With the pictures left out, return exactly the lines from the one containing "of the house" through the end of the listing below.

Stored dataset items
-------------------------
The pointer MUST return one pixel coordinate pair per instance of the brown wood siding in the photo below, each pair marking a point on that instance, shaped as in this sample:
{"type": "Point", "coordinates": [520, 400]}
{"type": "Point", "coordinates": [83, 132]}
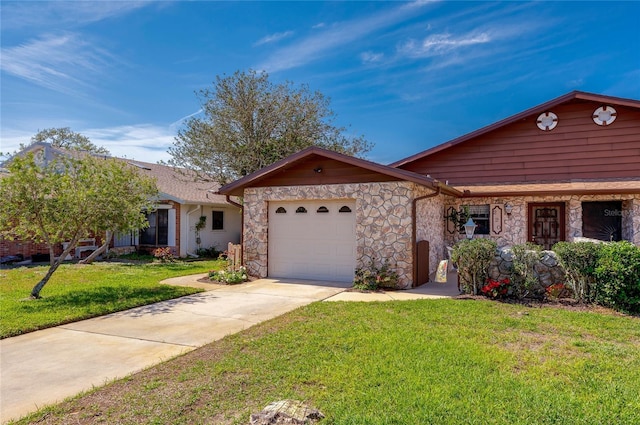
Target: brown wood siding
{"type": "Point", "coordinates": [333, 172]}
{"type": "Point", "coordinates": [520, 152]}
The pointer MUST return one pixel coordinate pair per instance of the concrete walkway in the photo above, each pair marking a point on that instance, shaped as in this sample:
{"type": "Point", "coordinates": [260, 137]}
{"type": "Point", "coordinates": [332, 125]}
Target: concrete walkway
{"type": "Point", "coordinates": [45, 367]}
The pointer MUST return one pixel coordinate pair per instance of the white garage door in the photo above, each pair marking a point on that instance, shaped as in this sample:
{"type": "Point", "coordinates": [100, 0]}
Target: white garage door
{"type": "Point", "coordinates": [312, 240]}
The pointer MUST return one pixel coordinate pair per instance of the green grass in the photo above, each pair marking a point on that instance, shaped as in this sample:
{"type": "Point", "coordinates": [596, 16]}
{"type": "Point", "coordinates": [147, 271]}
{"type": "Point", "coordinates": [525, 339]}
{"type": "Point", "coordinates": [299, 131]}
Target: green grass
{"type": "Point", "coordinates": [411, 362]}
{"type": "Point", "coordinates": [81, 291]}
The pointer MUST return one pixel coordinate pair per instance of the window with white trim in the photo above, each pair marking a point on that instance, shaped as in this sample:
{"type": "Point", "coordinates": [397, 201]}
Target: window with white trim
{"type": "Point", "coordinates": [217, 220]}
{"type": "Point", "coordinates": [480, 214]}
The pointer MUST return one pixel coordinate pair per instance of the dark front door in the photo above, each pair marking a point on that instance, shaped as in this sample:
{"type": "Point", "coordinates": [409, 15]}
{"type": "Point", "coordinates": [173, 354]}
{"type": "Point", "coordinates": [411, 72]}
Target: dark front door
{"type": "Point", "coordinates": [546, 224]}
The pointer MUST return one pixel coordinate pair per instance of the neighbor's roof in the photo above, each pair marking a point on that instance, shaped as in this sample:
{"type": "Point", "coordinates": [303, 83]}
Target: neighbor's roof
{"type": "Point", "coordinates": [236, 187]}
{"type": "Point", "coordinates": [180, 187]}
{"type": "Point", "coordinates": [542, 189]}
{"type": "Point", "coordinates": [172, 184]}
{"type": "Point", "coordinates": [574, 95]}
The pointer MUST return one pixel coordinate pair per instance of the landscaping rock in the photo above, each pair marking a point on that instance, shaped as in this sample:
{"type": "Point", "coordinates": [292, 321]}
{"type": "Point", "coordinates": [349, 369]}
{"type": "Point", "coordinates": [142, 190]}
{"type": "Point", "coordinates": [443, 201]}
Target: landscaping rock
{"type": "Point", "coordinates": [290, 412]}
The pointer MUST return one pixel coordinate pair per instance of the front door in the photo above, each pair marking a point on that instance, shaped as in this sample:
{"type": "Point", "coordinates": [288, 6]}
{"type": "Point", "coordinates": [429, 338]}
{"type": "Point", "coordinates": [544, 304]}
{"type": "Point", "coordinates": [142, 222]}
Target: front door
{"type": "Point", "coordinates": [546, 224]}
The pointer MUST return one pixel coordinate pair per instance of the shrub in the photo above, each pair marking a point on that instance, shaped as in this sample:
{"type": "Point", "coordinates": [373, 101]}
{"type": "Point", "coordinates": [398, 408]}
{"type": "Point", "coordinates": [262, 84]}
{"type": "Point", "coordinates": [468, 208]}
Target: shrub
{"type": "Point", "coordinates": [373, 277]}
{"type": "Point", "coordinates": [210, 252]}
{"type": "Point", "coordinates": [525, 280]}
{"type": "Point", "coordinates": [497, 288]}
{"type": "Point", "coordinates": [164, 255]}
{"type": "Point", "coordinates": [230, 277]}
{"type": "Point", "coordinates": [618, 276]}
{"type": "Point", "coordinates": [580, 260]}
{"type": "Point", "coordinates": [555, 291]}
{"type": "Point", "coordinates": [473, 258]}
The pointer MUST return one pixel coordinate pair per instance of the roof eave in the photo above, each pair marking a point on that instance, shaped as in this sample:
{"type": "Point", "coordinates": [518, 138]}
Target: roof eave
{"type": "Point", "coordinates": [509, 120]}
{"type": "Point", "coordinates": [237, 187]}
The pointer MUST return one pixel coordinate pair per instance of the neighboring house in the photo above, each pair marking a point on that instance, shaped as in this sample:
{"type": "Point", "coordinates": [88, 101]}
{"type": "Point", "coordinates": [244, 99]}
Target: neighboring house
{"type": "Point", "coordinates": [565, 169]}
{"type": "Point", "coordinates": [180, 205]}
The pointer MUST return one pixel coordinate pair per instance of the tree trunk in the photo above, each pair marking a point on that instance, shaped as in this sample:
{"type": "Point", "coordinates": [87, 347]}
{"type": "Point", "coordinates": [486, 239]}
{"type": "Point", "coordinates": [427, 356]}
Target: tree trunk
{"type": "Point", "coordinates": [54, 264]}
{"type": "Point", "coordinates": [103, 248]}
{"type": "Point", "coordinates": [35, 292]}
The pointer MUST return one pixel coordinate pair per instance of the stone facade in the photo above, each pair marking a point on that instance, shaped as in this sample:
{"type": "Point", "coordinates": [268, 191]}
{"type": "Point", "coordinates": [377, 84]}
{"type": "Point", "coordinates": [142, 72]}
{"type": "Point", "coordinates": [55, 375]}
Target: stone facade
{"type": "Point", "coordinates": [430, 226]}
{"type": "Point", "coordinates": [514, 225]}
{"type": "Point", "coordinates": [384, 222]}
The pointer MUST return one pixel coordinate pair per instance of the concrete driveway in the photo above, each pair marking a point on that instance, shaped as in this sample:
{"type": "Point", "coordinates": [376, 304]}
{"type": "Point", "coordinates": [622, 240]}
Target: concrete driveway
{"type": "Point", "coordinates": [45, 367]}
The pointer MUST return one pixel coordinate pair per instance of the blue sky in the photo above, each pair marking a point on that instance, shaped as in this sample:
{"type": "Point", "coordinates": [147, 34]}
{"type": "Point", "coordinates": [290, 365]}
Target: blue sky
{"type": "Point", "coordinates": [407, 76]}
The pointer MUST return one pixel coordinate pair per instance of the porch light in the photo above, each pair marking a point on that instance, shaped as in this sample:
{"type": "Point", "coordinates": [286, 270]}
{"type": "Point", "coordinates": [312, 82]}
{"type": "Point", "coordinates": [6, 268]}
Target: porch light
{"type": "Point", "coordinates": [508, 208]}
{"type": "Point", "coordinates": [469, 228]}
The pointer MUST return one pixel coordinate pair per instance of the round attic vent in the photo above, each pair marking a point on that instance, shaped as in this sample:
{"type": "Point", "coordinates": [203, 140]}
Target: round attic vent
{"type": "Point", "coordinates": [604, 115]}
{"type": "Point", "coordinates": [547, 121]}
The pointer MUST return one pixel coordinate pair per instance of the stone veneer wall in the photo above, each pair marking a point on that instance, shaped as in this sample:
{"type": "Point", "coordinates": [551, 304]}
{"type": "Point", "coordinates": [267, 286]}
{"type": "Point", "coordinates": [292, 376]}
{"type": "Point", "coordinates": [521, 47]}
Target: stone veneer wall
{"type": "Point", "coordinates": [515, 224]}
{"type": "Point", "coordinates": [383, 221]}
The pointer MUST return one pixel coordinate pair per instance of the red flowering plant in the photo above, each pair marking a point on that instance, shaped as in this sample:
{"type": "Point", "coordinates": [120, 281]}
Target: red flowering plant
{"type": "Point", "coordinates": [555, 291]}
{"type": "Point", "coordinates": [497, 288]}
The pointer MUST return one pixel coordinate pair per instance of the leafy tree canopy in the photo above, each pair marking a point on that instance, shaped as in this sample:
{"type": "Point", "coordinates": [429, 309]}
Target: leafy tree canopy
{"type": "Point", "coordinates": [64, 138]}
{"type": "Point", "coordinates": [249, 122]}
{"type": "Point", "coordinates": [68, 199]}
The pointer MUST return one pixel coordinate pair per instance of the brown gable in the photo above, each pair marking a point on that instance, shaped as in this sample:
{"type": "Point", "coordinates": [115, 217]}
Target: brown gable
{"type": "Point", "coordinates": [315, 165]}
{"type": "Point", "coordinates": [515, 150]}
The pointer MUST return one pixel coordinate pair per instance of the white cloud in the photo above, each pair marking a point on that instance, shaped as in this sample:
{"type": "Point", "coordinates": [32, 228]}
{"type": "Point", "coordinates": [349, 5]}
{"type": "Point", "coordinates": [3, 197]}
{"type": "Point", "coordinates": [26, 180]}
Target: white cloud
{"type": "Point", "coordinates": [326, 41]}
{"type": "Point", "coordinates": [142, 142]}
{"type": "Point", "coordinates": [59, 62]}
{"type": "Point", "coordinates": [273, 38]}
{"type": "Point", "coordinates": [177, 123]}
{"type": "Point", "coordinates": [371, 57]}
{"type": "Point", "coordinates": [63, 14]}
{"type": "Point", "coordinates": [439, 44]}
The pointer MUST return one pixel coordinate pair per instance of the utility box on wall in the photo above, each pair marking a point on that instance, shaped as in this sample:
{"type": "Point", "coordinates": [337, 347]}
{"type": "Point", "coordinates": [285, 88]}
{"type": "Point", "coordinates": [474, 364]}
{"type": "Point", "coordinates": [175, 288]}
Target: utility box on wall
{"type": "Point", "coordinates": [422, 257]}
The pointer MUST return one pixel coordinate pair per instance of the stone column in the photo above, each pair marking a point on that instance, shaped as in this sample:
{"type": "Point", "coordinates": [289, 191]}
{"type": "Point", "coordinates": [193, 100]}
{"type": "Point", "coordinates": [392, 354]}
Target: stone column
{"type": "Point", "coordinates": [575, 218]}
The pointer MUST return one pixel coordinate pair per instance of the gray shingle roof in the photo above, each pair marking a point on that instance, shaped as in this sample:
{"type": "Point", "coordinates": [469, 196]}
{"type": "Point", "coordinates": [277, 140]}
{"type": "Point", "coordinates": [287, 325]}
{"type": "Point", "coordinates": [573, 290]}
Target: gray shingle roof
{"type": "Point", "coordinates": [181, 187]}
{"type": "Point", "coordinates": [172, 184]}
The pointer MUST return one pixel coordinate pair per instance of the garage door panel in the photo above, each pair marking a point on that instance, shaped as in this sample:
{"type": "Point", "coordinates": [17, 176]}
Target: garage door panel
{"type": "Point", "coordinates": [312, 245]}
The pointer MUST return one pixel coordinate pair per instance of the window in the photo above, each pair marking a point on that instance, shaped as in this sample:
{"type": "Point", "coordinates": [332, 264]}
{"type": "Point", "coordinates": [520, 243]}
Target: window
{"type": "Point", "coordinates": [602, 220]}
{"type": "Point", "coordinates": [217, 220]}
{"type": "Point", "coordinates": [480, 215]}
{"type": "Point", "coordinates": [157, 234]}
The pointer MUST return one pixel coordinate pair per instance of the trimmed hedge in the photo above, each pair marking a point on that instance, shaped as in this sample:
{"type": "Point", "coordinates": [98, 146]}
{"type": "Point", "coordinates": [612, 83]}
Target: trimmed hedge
{"type": "Point", "coordinates": [618, 276]}
{"type": "Point", "coordinates": [607, 274]}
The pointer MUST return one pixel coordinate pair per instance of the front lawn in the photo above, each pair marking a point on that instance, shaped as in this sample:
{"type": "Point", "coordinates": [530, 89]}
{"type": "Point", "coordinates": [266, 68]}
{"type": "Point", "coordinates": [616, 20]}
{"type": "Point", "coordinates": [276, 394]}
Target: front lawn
{"type": "Point", "coordinates": [78, 292]}
{"type": "Point", "coordinates": [403, 362]}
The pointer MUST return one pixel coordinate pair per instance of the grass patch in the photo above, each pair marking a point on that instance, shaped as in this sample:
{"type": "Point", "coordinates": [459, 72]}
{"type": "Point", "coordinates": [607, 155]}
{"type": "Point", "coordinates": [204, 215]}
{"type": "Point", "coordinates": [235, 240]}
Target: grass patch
{"type": "Point", "coordinates": [408, 362]}
{"type": "Point", "coordinates": [78, 291]}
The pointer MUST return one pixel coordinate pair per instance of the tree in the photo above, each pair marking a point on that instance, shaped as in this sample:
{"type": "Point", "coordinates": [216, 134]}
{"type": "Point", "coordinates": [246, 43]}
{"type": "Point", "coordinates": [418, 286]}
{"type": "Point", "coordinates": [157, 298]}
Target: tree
{"type": "Point", "coordinates": [64, 138]}
{"type": "Point", "coordinates": [250, 122]}
{"type": "Point", "coordinates": [69, 199]}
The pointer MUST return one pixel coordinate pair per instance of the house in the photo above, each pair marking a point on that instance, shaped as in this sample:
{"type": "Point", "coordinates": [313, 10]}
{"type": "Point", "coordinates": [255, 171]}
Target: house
{"type": "Point", "coordinates": [181, 204]}
{"type": "Point", "coordinates": [562, 170]}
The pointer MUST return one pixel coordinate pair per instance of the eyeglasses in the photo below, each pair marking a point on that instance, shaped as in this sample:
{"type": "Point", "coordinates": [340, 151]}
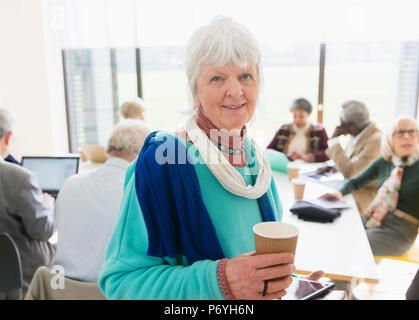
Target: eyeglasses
{"type": "Point", "coordinates": [411, 133]}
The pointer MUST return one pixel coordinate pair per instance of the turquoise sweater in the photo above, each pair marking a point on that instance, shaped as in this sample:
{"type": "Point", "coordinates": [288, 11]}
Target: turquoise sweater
{"type": "Point", "coordinates": [129, 273]}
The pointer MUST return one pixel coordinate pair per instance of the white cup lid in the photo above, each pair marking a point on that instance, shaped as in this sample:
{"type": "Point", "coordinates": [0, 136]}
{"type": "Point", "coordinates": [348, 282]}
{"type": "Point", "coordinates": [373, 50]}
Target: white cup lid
{"type": "Point", "coordinates": [298, 181]}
-------------------------
(The solution):
The pointer MUST return one pixel coordinate pair per instance of the house in the photo above, each pair marking a point on that instance, shaped as in this sample:
{"type": "Point", "coordinates": [313, 10]}
{"type": "Point", "coordinates": [255, 171]}
Target: house
{"type": "Point", "coordinates": [181, 204]}
{"type": "Point", "coordinates": [562, 170]}
The pointer MUST return one pixel coordinate pair per instance of the eyeglasses in the photo below, each pair marking a point on that instance, shaped as in this sample:
{"type": "Point", "coordinates": [340, 151]}
Target: eyeglasses
{"type": "Point", "coordinates": [411, 133]}
The pointer MUST return one pixel coordinate pair per instance of the turquoise sweater in the photo above, each pair marking a point on that instance, shaped as in this sample:
{"type": "Point", "coordinates": [288, 11]}
Target: turquoise sweater
{"type": "Point", "coordinates": [129, 273]}
The pointer MUST return one pixel coordinate pair per instance of the white cup lid in the photo above, each pair marking a point on that instance, shaped as in this sample:
{"type": "Point", "coordinates": [0, 136]}
{"type": "Point", "coordinates": [348, 282]}
{"type": "Point", "coordinates": [373, 50]}
Target: white cup lid
{"type": "Point", "coordinates": [298, 181]}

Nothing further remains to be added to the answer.